— Start of Records shown —

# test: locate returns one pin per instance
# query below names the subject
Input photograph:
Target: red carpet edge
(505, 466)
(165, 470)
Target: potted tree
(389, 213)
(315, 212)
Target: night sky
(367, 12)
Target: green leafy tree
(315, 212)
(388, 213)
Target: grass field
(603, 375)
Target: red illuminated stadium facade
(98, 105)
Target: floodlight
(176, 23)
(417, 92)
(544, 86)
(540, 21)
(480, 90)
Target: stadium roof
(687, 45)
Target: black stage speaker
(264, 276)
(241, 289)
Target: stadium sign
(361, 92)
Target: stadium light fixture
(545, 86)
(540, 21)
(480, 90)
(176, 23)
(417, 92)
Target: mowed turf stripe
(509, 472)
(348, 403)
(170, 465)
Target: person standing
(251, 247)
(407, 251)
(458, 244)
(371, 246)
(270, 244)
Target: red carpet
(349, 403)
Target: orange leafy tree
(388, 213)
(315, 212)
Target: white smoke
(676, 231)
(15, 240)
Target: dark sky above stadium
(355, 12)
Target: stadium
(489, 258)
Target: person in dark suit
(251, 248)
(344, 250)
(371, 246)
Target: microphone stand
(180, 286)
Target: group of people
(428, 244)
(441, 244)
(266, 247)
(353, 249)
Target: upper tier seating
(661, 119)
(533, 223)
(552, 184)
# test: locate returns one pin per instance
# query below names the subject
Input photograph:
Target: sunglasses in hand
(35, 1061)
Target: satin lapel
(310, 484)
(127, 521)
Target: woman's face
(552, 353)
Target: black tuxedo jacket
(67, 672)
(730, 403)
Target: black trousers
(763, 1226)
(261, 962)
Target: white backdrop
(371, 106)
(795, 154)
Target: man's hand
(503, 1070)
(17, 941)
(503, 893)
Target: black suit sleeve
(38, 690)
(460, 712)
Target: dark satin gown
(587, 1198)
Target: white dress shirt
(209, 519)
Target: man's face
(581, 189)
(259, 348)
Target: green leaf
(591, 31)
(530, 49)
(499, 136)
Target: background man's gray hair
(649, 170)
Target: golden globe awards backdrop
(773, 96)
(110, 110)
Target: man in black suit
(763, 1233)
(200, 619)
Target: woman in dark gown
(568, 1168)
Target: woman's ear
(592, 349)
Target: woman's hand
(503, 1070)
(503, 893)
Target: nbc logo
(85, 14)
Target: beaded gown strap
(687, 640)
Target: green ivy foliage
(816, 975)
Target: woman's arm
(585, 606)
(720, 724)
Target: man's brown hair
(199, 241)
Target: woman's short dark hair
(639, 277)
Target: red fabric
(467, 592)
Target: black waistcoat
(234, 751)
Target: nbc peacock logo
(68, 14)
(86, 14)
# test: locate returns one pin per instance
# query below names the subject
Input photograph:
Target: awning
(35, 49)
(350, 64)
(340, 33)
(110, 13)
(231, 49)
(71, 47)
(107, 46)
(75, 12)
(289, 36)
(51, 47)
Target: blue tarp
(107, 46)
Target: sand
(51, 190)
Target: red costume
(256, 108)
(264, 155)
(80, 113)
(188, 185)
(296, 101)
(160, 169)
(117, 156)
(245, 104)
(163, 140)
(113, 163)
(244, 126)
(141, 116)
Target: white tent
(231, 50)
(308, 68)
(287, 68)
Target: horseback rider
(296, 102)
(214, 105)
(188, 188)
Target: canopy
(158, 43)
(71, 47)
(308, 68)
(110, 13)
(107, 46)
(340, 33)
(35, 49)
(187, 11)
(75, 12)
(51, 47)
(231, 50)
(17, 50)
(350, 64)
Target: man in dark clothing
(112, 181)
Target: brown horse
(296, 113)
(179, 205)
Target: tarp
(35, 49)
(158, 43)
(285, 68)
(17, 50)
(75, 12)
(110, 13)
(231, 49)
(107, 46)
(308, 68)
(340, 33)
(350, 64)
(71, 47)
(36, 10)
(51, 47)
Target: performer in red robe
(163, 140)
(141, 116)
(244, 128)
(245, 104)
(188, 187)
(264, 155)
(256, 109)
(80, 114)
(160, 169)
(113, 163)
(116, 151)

— End of Records shown —

# [Work to be completed]
Rewrite every line of the listing from the line with "Target: white tent" through the end of the listing, scaling each coordinate by 0.9 and rounding to whole numbers with halves rounded up. Leave all other text on those lines unchanged.

# [The answer]
Target: white tent
(208, 45)
(277, 61)
(258, 61)
Target: horseback rider
(266, 92)
(193, 95)
(169, 169)
Target: canopy
(142, 39)
(64, 42)
(277, 61)
(99, 12)
(96, 41)
(306, 30)
(32, 44)
(168, 10)
(68, 11)
(46, 42)
(208, 45)
(15, 45)
(315, 58)
Target: man in dark clothing
(101, 163)
Target: brown horse
(266, 102)
(161, 185)
Target: tarp
(32, 44)
(142, 39)
(257, 61)
(15, 45)
(68, 11)
(99, 12)
(208, 44)
(96, 41)
(277, 61)
(306, 30)
(315, 58)
(64, 42)
(32, 9)
(46, 42)
Target: performer in red robe
(147, 126)
(127, 104)
(220, 115)
(221, 94)
(169, 168)
(238, 140)
(230, 98)
(72, 103)
(144, 152)
(102, 147)
(104, 136)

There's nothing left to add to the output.